(GIVEN REQUEST):
Please rewrite the rows between the lines holding "Guideline: for every instance of the green grass, drop" and "column 516, row 831", inclusive, changing every "drop a point" to "place a point" and keeping all else unchanged.

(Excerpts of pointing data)
....................

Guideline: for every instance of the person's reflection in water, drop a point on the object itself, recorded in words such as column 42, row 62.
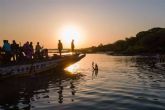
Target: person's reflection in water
column 60, row 92
column 72, row 89
column 95, row 70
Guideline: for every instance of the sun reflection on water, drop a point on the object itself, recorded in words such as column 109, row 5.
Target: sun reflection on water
column 73, row 68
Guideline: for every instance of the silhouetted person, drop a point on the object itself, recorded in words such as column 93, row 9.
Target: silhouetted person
column 14, row 48
column 38, row 50
column 72, row 46
column 31, row 49
column 96, row 67
column 60, row 46
column 93, row 65
column 27, row 50
column 7, row 49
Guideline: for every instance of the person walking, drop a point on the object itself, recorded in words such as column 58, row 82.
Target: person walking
column 72, row 46
column 60, row 46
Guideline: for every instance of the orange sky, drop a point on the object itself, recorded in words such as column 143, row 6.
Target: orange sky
column 94, row 21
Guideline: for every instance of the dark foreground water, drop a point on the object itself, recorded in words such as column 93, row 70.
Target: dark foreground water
column 122, row 83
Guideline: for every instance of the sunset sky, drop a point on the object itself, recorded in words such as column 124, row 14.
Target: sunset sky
column 89, row 22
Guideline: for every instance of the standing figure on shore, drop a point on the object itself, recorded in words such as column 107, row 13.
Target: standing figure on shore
column 31, row 50
column 38, row 50
column 72, row 46
column 60, row 46
column 14, row 48
column 7, row 49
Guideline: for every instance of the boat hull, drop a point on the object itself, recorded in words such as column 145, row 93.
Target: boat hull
column 39, row 67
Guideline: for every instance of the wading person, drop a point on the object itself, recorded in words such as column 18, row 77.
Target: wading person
column 60, row 47
column 72, row 46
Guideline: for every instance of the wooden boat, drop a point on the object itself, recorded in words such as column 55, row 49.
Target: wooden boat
column 39, row 66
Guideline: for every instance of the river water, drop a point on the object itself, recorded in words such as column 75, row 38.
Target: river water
column 121, row 83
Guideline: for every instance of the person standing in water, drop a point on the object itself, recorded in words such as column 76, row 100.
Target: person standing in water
column 60, row 47
column 72, row 46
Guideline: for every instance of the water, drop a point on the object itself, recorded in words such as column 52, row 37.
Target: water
column 122, row 83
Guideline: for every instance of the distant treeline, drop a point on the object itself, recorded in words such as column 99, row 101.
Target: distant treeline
column 145, row 42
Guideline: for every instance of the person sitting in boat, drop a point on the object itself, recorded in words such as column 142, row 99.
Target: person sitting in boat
column 14, row 48
column 38, row 50
column 60, row 46
column 72, row 46
column 7, row 49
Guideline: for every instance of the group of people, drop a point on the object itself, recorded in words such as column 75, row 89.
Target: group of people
column 60, row 46
column 15, row 52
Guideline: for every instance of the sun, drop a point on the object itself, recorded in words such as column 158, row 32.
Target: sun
column 69, row 33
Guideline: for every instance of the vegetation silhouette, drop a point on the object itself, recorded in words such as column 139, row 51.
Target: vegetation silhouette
column 145, row 42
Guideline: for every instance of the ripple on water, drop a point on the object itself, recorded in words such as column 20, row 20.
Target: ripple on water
column 118, row 85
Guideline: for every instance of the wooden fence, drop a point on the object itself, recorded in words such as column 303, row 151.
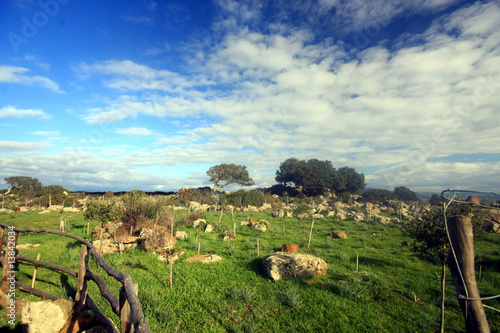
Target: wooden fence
column 126, row 305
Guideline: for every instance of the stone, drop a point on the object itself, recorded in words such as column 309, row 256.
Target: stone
column 358, row 217
column 335, row 234
column 198, row 222
column 182, row 235
column 47, row 316
column 204, row 258
column 156, row 238
column 109, row 246
column 283, row 264
column 290, row 248
column 279, row 213
column 260, row 227
column 382, row 219
column 474, row 200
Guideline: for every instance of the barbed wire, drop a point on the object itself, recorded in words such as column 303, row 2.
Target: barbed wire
column 450, row 201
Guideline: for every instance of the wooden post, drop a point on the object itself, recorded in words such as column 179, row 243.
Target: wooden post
column 463, row 273
column 258, row 248
column 125, row 313
column 81, row 287
column 7, row 272
column 171, row 264
column 34, row 272
column 234, row 223
column 310, row 235
column 100, row 238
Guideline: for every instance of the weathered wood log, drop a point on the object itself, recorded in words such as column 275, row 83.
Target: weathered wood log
column 36, row 292
column 127, row 325
column 7, row 272
column 81, row 287
column 461, row 263
column 137, row 316
column 108, row 324
column 103, row 288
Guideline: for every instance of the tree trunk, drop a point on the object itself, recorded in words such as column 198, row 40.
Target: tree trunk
column 463, row 273
column 443, row 292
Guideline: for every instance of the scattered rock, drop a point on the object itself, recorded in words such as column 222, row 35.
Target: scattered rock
column 205, row 258
column 279, row 213
column 182, row 235
column 229, row 238
column 47, row 316
column 282, row 264
column 156, row 238
column 382, row 219
column 335, row 234
column 290, row 248
column 199, row 222
column 260, row 227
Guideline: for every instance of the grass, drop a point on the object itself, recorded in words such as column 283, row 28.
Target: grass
column 394, row 290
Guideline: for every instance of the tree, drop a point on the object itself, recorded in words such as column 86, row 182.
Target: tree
column 24, row 183
column 347, row 179
column 230, row 174
column 405, row 194
column 429, row 238
column 375, row 195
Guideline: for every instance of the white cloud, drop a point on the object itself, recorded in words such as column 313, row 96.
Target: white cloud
column 12, row 112
column 139, row 131
column 12, row 74
column 13, row 146
column 47, row 133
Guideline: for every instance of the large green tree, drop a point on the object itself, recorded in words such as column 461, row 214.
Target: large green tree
column 229, row 173
column 347, row 179
column 23, row 183
column 430, row 239
column 405, row 194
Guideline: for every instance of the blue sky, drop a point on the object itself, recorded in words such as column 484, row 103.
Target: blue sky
column 116, row 95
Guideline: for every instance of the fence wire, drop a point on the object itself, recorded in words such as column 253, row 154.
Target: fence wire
column 450, row 201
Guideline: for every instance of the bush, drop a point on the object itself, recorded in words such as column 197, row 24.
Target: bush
column 103, row 211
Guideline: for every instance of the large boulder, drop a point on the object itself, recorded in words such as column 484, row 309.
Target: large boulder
column 156, row 238
column 283, row 264
column 47, row 316
column 204, row 258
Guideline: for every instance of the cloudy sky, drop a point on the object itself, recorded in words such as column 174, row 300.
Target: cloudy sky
column 117, row 95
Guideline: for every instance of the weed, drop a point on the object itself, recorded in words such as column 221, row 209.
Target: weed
column 242, row 293
column 290, row 297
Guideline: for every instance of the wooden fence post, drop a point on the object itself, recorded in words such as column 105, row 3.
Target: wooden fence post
column 310, row 235
column 81, row 287
column 125, row 313
column 34, row 272
column 7, row 272
column 464, row 278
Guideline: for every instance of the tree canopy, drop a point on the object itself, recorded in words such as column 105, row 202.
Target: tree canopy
column 405, row 194
column 24, row 184
column 224, row 174
column 315, row 176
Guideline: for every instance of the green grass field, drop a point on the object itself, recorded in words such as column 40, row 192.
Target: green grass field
column 395, row 290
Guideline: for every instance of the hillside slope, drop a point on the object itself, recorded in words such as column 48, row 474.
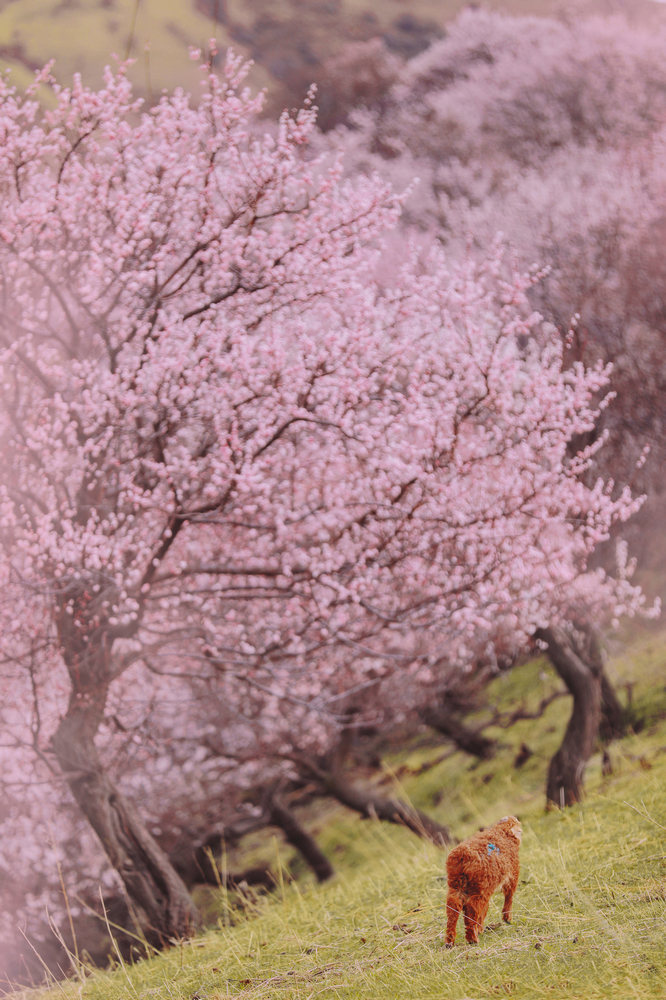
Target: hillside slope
column 288, row 39
column 589, row 914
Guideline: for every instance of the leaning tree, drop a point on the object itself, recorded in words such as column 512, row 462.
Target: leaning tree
column 230, row 455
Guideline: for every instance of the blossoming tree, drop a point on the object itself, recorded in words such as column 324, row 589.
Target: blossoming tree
column 229, row 452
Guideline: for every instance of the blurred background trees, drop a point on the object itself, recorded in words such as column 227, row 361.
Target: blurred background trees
column 272, row 488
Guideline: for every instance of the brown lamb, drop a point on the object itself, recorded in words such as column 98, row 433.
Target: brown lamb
column 476, row 868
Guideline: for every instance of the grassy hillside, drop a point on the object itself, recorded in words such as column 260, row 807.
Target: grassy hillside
column 286, row 38
column 589, row 914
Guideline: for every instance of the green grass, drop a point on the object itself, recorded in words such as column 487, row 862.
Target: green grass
column 589, row 914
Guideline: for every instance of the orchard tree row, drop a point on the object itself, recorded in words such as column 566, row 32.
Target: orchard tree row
column 261, row 483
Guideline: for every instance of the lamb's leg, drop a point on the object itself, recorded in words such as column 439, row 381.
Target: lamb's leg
column 482, row 913
column 473, row 924
column 509, row 890
column 454, row 905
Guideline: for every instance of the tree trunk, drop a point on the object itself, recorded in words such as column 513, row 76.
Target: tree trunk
column 149, row 878
column 441, row 718
column 284, row 818
column 583, row 679
column 370, row 805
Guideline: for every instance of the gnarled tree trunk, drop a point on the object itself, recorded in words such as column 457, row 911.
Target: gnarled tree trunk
column 441, row 718
column 582, row 677
column 334, row 782
column 151, row 881
column 298, row 837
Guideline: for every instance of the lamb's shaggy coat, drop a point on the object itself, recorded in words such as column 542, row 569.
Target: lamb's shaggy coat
column 476, row 868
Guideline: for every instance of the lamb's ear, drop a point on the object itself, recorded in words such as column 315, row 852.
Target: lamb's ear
column 516, row 831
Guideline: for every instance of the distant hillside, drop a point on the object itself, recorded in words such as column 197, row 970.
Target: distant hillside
column 288, row 39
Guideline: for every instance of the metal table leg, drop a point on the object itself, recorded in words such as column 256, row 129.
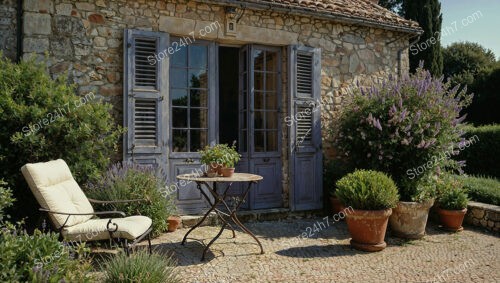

....................

(SOLUTION):
Guideline: for every instance of the green grass, place a point on the object itself, recorded in words such as column 487, row 862.
Target: green grass
column 589, row 914
Guideline: for every instance of the orchard tree row, place a point on the object itself, recorded in words such as column 566, row 32.
Target: orchard tree row
column 261, row 483
Guideline: for every instance of the lamb's leg, place a point on the object itself, recorded in words such as column 439, row 381.
Target: lamb's leg
column 482, row 913
column 473, row 924
column 509, row 890
column 454, row 905
Guideline: for every instance of the tree trunk, place a point on the object itself, recorded in words such as column 513, row 76.
Target: tree trunk
column 149, row 878
column 441, row 718
column 284, row 818
column 583, row 679
column 370, row 805
Guideline: for every instance of the gnarled tree trunk, place a point on the object itself, recorded in words such as column 457, row 911.
Target: gnarled tree trunk
column 441, row 718
column 582, row 677
column 334, row 782
column 151, row 881
column 298, row 837
Guideline: for every instance of the lamb's shaggy coat, place a point on the object itself, recorded in words such as column 542, row 569.
Target: lamb's shaggy coat
column 476, row 868
Guideline: for every instance of the lamb's ear, place a point on the object itself, recorded in words such as column 315, row 852.
Target: lamb's ear
column 516, row 831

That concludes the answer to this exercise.